EXERCISE TASK >> Rewrite all the rows below, substituting "sand" for every occurrence of "dust" and changing nothing else.

/---

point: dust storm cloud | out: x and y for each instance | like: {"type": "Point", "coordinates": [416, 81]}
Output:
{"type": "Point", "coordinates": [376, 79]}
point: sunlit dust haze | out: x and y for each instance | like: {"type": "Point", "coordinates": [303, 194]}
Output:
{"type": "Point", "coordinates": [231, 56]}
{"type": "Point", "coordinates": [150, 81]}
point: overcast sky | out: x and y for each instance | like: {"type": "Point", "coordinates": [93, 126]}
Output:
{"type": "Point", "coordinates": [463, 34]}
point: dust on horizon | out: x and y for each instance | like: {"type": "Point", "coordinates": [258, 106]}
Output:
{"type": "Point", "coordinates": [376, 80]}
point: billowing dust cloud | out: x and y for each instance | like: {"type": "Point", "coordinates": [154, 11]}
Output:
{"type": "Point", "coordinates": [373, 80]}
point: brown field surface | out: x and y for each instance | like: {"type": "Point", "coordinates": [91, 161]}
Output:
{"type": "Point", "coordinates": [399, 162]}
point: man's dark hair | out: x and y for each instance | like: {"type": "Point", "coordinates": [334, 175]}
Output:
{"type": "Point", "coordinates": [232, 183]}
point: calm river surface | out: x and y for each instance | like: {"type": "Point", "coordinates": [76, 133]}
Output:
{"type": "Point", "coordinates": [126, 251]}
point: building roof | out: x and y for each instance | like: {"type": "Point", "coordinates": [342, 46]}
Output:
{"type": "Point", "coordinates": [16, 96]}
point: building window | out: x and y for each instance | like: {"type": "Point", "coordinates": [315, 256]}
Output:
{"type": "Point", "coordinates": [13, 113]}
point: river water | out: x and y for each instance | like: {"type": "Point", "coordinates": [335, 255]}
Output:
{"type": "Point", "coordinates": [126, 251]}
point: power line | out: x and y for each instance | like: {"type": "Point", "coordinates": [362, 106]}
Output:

\---

RESULT FOR THIS EXERCISE >>
point: sand storm cloud | out: x and y for each instance | like: {"type": "Point", "coordinates": [416, 81]}
Output:
{"type": "Point", "coordinates": [376, 79]}
point: sunlit sand haze | out: x and y for each instance | like: {"type": "Point", "coordinates": [303, 194]}
Output:
{"type": "Point", "coordinates": [231, 56]}
{"type": "Point", "coordinates": [150, 81]}
point: overcast sky | out: x and y for each instance | like: {"type": "Point", "coordinates": [93, 126]}
Output:
{"type": "Point", "coordinates": [463, 34]}
point: sand on horizon | out: x and y for each instance | like: {"type": "Point", "coordinates": [258, 106]}
Output:
{"type": "Point", "coordinates": [376, 80]}
point: billowing sand cloud | out: x and y for each instance | like: {"type": "Point", "coordinates": [154, 11]}
Output:
{"type": "Point", "coordinates": [373, 80]}
point: brown field surface | out: x and y for each instance | like: {"type": "Point", "coordinates": [91, 161]}
Output:
{"type": "Point", "coordinates": [399, 162]}
point: man's dark hair | out: x and y for each instance | like: {"type": "Point", "coordinates": [334, 175]}
Output:
{"type": "Point", "coordinates": [232, 183]}
point: calm river surface | out: x and y for each instance | like: {"type": "Point", "coordinates": [76, 133]}
Output:
{"type": "Point", "coordinates": [126, 251]}
point: building roof | out: x and y for each instance | like: {"type": "Point", "coordinates": [342, 46]}
Output:
{"type": "Point", "coordinates": [16, 96]}
point: building window | out: x and y for each instance | like: {"type": "Point", "coordinates": [315, 256]}
Output:
{"type": "Point", "coordinates": [13, 113]}
point: river water | out: x and y for each instance | like: {"type": "Point", "coordinates": [335, 255]}
Output:
{"type": "Point", "coordinates": [126, 251]}
point: power line | out: x and y for each instance | like: {"type": "Point", "coordinates": [362, 106]}
Output:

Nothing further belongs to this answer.